Conjunto de tareas
#1 Responde estas preguntas con la información del texto sobre muros y fronteras:
(a) ¿Qué película israelí se proyectó en el cinefórum universitario?
(b) ¿En qué publicación apareció el artículo de Laila Lalami?
(c) ¿En qué aeropuerto pasó Lalami el control de inmigración al volver de unas vacaciones en Marruecos?
#2 Transcribe sin cambios el pasaje del texto sobre muros y fronteras que va desde "Hay fronteras y" hasta "al otro lado.".
#3 Prolonga el texto sobre muros y fronteras a partir de la última frase que aparece.

Fragmento seleccionado
══════════════════════════════

Joaquín Mª
Aguirre (UCM)
El final de la década de los ochenta tuvo una gigantesca
celebración, que supuso un punto de inflexión en la Historia contemporánea: la
caída del muro de Berlín. La imagen de los ciudadanos golpeando y derribando un
muro que imponía la separación y control de los ciudadanos de una ciudad era el
resultado del hundimiento de un sistema basado en la división, el aislamiento y
la vigilancia. El muro no era solo una construcción; era una herramienta al
servicio de una política determinada con un concepto específico del poder y de
sus relaciones con la ciudadanía. El muro era un símbolo y, como tal, cayó.
Esta semana tuvimos ocasión en nuestro cinefórum
universitario la película israelí "Los limoneros" (Eran Riklis 2008)
cuyas imágenes finales, el término de la construcción de otro muro, el que
separa a las poblaciones judía y palestina, se nos mostraban como una cárcel
para quien lo construye. Nunca hay bastantes muros, alambradas o cualquier otro
elemento de separación para el que vive ya aislado mentalmente.
Hay fronteras y fronteras. Están las físicas y están las
mentales, las que surgen de obsesiones, prejuicios, de fobias. Son como la
obsesión patológica con la limpieza; por mucho que se frote, siempre se ve
suciedad. Son estas las que, como se mostraba en la película israelí pueden
convertirse finalmente en auténticos encierros para quien levanta los muros.
Estamos viviendo de nuevo la obsesión de los muros, que se
justifican por la negación de los otros, que han de ser estigmatizados. Su mera
justificación es ya una barrera. No es el muro el que crea la separación, sino
el que la termina, el elemento final que establece el cierre. Es un cierre, no
una ruptura con el otro lado, ya que el miedo sigue viviendo dentro de nosotros.
La visión del muro hace crecer el miedo por lo que haya al otro lado.
The New York Times Magazine ha publicado un artículo,
titulado "The Border Is All Around Us, and It’s Growing", firmado por
Laila Lalami, novelista, finalista del Pulitzer. El artículo comienza
contándonos cómo ella y unos amigos fueron preguntados en un control de
carreteras sobre su nacionalidad no ya en la frontera, sino a bastante
distancia de ella. La frontera ya no era el límite —una línea— entre dos países
sino una amplia franja —algo parecido a las aguas jurisdiccionales— en la que
siempre pueden ser requeridos, detenidos para su identificación, etc. Las
fronteras hacen encogerse al país al ampliarse hacia el interior.
Al final del artículo de Lalami cuenta y reflexiona sobre la
impactante historia del viajero desalojado violentamente del avión, que ha sido
reflejada en todos los medios de comunicación en todo el mundo, y lo conecta con una experiencia personal:
This dehumanization is a common feature of the
border. Some years ago, returning home from a holiday in Morocco, my husband
and I passed through immigration at Kennedy Airport. The border agent glanced
at my passport, which lists Morocco as my place of birth. Then she looked at my
husband’s and, with a chuckle, asked him how many camels he had traded for me.

══════════════════════════════

Datos disponibles
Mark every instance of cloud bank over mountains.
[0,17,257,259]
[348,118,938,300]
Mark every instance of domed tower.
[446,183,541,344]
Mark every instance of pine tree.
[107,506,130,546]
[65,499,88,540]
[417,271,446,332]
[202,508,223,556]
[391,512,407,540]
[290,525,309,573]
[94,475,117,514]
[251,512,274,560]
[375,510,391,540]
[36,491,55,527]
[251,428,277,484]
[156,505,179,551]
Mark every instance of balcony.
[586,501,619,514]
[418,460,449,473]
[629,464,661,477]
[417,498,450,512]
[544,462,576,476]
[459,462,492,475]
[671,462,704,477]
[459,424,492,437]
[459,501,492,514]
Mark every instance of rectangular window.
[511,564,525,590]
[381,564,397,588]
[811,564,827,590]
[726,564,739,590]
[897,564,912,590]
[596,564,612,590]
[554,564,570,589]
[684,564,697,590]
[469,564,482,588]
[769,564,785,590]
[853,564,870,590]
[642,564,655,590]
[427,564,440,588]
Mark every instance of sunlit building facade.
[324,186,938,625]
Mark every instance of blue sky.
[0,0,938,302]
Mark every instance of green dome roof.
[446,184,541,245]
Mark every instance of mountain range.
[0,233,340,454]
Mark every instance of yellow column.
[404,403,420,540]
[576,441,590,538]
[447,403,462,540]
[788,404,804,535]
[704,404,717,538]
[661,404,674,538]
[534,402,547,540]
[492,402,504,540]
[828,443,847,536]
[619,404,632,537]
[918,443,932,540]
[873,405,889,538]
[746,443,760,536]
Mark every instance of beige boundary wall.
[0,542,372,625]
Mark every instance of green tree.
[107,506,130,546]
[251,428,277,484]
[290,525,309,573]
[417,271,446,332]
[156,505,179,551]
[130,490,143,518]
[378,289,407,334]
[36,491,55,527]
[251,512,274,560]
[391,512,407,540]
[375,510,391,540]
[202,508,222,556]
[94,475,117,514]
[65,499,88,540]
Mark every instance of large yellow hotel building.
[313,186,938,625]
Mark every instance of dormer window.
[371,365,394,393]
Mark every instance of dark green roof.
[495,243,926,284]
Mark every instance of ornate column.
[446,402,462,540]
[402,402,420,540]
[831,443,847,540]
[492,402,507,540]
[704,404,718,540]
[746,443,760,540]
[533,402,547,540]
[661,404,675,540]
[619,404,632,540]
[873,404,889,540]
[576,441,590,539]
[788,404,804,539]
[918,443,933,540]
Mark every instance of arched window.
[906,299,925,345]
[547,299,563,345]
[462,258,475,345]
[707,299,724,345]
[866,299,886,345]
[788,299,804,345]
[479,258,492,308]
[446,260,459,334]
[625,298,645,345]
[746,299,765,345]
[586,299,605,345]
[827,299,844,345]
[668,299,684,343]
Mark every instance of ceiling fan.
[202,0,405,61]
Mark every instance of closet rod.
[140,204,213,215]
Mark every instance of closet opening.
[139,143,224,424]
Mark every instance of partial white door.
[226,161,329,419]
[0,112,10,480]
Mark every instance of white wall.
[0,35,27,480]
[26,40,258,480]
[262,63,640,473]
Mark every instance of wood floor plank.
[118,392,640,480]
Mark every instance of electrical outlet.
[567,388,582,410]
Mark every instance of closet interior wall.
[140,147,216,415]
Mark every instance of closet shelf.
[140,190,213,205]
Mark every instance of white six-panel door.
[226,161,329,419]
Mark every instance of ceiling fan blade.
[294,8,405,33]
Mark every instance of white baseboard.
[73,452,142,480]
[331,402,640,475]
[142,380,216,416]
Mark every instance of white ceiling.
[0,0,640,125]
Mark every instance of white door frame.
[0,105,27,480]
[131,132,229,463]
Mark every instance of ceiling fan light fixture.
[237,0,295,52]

══════════════════════════════

Resultados por tarea
#1
(a) "Los limoneros" (Eran Riklis, 2008).
(b) The New York Times Magazine.
(c) En el aeropuerto Kennedy.

#2
Hay fronteras y fronteras. Están las físicas y están las
mentales, las que surgen de obsesiones, prejuicios, de fobias. Son como la
obsesión patológica con la limpieza; por mucho que se frote, siempre se ve
suciedad. Son estas las que, como se mostraba en la película israelí pueden
convertirse finalmente en auténticos encierros para quien levanta los muros.
Estamos viviendo de nuevo la obsesión de los muros, que se
justifican por la negación de los otros, que han de ser estigmatizados. Su mera
justificación es ya una barrera. No es el muro el que crea la separación, sino
el que la termina, el elemento final que establece el cierre. Es un cierre, no
una ruptura con el otro lado, ya que el miedo sigue viviendo dentro de nosotros.
La visión del muro hace crecer el miedo por lo que haya al otro lado.

#3
Even in my shock, I understood that what the agent was trying to assert was her
own authority, her superiority over me. If I had dared to challenge her, I
might have ended up subject to a secondary search and further questioning. My
silence was the price that the border demanded.
Border walls are literal expressions of our
worst fears. Terrorists, rapists, drug dealers and various “bad hombres” are
all said to come from somewhere else; drawing lines, we are told, will keep us
safe from them. But the lines keep multiplying. What formally counts as the
border, according to the United States government, is not just the lines
separating the United States from Canada and Mexico, but any American territory
within 100 miles of the country’s perimeter, whether along land borders, ocean
coasts or Great Lakes shores. That 100-mile strip of land encompasses almost
entirely the states of Connecticut, Delaware, Florida, Hawaii, Maine,
Massachusetts, Michigan, New Hampshire, New Jersey, New York, Rhode Island and
Vermont — along with the most populated parts of many others, including
California and Illinois. In total, the 100-mile-wide border zone is home to
two-thirds of the nation’s population.
This is such a staggering fact that it bears
repeating: The vast majority of Americans, roughly 200 million, are effectively
living in the border zone. Any of these people could one day face checkpoints
like the one I went through in Sierra Blanca, Tex. They can be asked about
their citizenship and, if they fail to persuade the agent — because of how they
look, act or sound — they can be detained. The Justice Department established
these regulations in 1953 and, though they periodically attract attention, they
have never been changed. As we move to erect and enforce more borders, this is
another message worth apprehending: Borders do not simply keep others out. They
also wall us in.*
La franja —esas cien millas— establece el estado de
vigilancia más allá de la frontera física. Y, como bien señala Lalami —y se
concluía en la película "Los limoneros"—, acabamos viviendo
encerrados. Esa ley estadounidense de 1953 mantiene bajo el "control fronterizo"
a dos tercios de la población norteamericana.
La incapacidad de resolver los conflictos aumenta los
problemas fronterizos; lo mismo ocurre con la desigualdad. Se juega y fomenta
el miedo que levanta muros.
Los
sistemas cerrados no son buenos en ningún sentido. Acaban siendo prisiones. Las amenazas no deben cambiar nuestra actitud
y principios, sino estimular la búsqueda de soluciones. El muro no resuelve los
problemas, solo crea otro nuevo junto a él. Por ello es importante no mezclar problemas, establecer las características de cada uno de los desafíos a que nos enfrentamos porque muchos buscan la confusión.
Los muros también nos hacer ser conscientes de muchos otros interiores:
los basados en la discriminación de género, en las discapacidades, la sexualidad,
la edad, el racismo... Por algún extraño motivo psíquico, los que son
partidarios de unos suelen serlo de algunos más, quizá porque en ellos esté
impreso un sentido aislacionista que solo percibe el mundo como separación y como una
posesión exclusiva. Lo que nos contaba Lalami del incidente en el aeropuerto norteamericano mostraba que nos solo había una "frontera" sino toda una batería de prejuicios ante los que llegan.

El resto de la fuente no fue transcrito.